:: Work required ::
According to the text about Transformers films, what preceded the showing of The Transformers: The Movie?

:: Text section ::
○ ○ ○

Overall, though I’d seen the film numerous times, I found myself enjoying the ride. It’s a film that, thanks to its Star Wars-like story, never gets old. The movie itself was preceded by a preview of the forthcoming Bumblebee film. In it we saw a longer (though probably not complete) version of Charlie Watson and Bumblebee’s first encounter in the garage, and if that scene is anything to base the movie on, it’s going to be really, really good. The Transformers: The Movie concluded with a mini-documentary on Stan Bush’s work for the film which left me humming “The Touch” on the way out to the parking lot clutching my unexpected movie poster. All in all, a pleasant experience which has me looking more into what Fathom Events has to offer.
So the Bumblebee trailer dropped this morning, and at first, in my morning stupor as I sipped my coffee, I was like, “Nah. This doesn’t look like my thing,” which is fine, but then I was like, “Oh, Shockwave,” and then I was like, “HOLY SHIT THAT IS GENERATION 1 SOUNDWAVE AND OH MY GOD RAVAGE!!!”
Ravage, ejecting, transforming, and looking all badass is what sold me on the Bumblebee movie. Granted, I would rather watch an entire film of the Transformers on Cybertron than Bumblebee on Earth, but I’ll take what I can get here. They didn’t have to include that fan service. The movie could work without it, and I hope it succeeds in courting a new generation of Transformers fans, but I’m glad they’ve put in some material for us older fans to get excited about even if it only ends up being a few minutes of screen time in the theatrical film.
You can catch the trailer below, and yeah, I admit it, Bumblebee is so cute.
While exploring my Amazon wishlist of all the things I cannot currently afford, Amazon kindly informed me Transformers: The Last Knight is available to watch with my Prime membership. So, I thought, why not?

○ ○ ○

Region pointing data

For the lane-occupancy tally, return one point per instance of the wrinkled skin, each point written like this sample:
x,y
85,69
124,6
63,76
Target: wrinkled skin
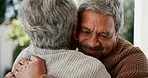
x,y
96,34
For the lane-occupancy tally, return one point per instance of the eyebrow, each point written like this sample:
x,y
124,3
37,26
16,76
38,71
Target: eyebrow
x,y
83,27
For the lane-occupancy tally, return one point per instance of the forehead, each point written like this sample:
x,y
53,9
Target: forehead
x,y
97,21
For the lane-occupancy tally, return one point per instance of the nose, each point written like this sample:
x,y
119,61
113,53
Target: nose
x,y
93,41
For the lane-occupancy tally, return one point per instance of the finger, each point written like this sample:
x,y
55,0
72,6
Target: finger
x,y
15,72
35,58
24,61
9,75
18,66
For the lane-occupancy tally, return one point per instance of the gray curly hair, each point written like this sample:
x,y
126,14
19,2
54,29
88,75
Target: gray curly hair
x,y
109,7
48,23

○ ○ ○

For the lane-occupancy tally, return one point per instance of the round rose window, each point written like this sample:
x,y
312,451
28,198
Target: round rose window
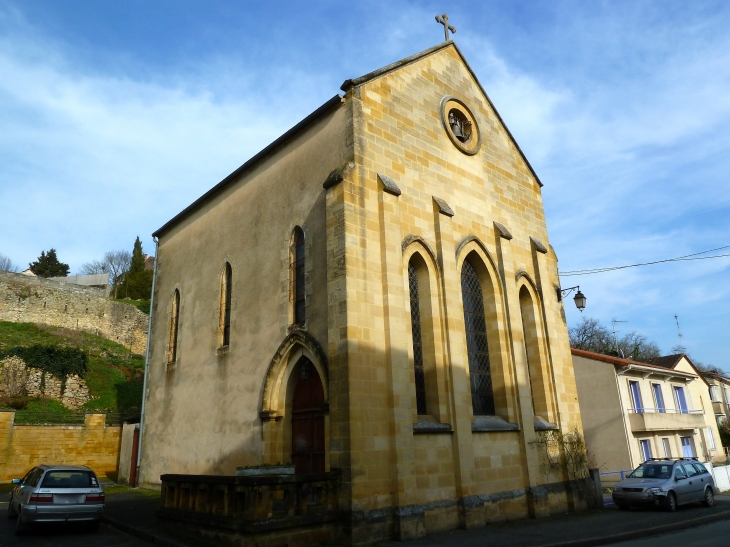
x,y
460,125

○ ○ ○

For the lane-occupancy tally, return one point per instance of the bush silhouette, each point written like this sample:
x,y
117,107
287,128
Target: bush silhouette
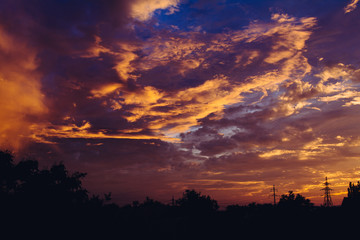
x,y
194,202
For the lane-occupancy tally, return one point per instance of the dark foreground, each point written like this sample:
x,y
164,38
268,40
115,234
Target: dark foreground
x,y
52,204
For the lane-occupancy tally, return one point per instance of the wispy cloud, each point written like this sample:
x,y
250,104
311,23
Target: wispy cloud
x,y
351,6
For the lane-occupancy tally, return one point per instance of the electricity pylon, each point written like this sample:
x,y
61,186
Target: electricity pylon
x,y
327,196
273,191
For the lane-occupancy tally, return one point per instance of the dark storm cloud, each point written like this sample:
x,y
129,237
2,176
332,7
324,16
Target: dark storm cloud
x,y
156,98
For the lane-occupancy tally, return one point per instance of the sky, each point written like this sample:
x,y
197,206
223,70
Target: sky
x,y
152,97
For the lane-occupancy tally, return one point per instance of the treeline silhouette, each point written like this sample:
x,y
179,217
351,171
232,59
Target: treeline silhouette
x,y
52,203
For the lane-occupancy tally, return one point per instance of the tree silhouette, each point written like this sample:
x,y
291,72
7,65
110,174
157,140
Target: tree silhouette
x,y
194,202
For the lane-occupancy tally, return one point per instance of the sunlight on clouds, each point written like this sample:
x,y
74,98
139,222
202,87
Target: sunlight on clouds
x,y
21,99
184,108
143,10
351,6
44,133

○ ○ ○

:: Answer for this exercise ::
A preview of the forthcoming Bumblebee film.